LISTING:
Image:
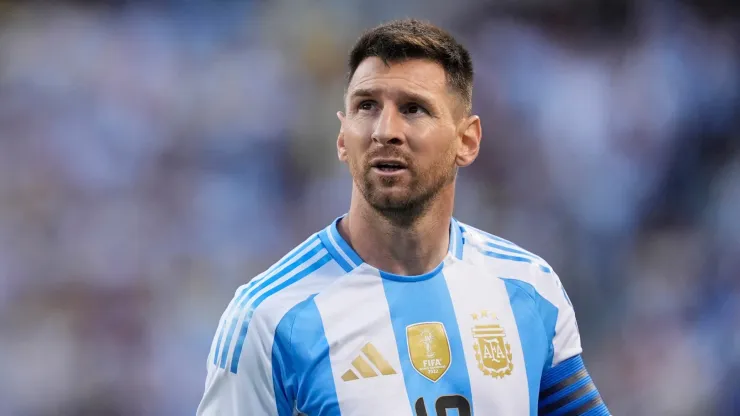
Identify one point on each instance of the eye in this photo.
(414, 108)
(366, 105)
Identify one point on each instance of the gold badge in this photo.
(491, 349)
(429, 349)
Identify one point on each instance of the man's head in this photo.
(407, 125)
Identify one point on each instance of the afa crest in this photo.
(491, 349)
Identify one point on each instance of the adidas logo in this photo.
(369, 363)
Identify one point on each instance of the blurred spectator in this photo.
(158, 154)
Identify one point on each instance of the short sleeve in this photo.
(566, 341)
(243, 368)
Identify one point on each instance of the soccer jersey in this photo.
(490, 331)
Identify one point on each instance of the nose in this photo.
(389, 127)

TASK DETAILS:
Rewrite all of the records above with every "Identify" changed to "Mark" and everything else kept the same. Leave the pictures out of your answer.

WRITTEN ANSWER:
Image:
Mark one point on each instance of the eye in this photo.
(414, 108)
(366, 105)
Mark one point on each instance of the gold badge in this photo.
(491, 349)
(429, 349)
Mark one point on each instance of the man's head in this photo.
(407, 125)
Mark one point on each instance of the afa crest in this photo.
(491, 349)
Mark one point on each instance of the adidas logo in this photo.
(369, 363)
Mark one point on each instance of the blurred spectator in this photo.
(158, 154)
Mark one point on each instance of the short sleeve in this photo.
(566, 341)
(243, 368)
Mark one point on each instance of the soccer jersey in this photo.
(490, 331)
Mark one point on each instance of the nose in this photo.
(389, 127)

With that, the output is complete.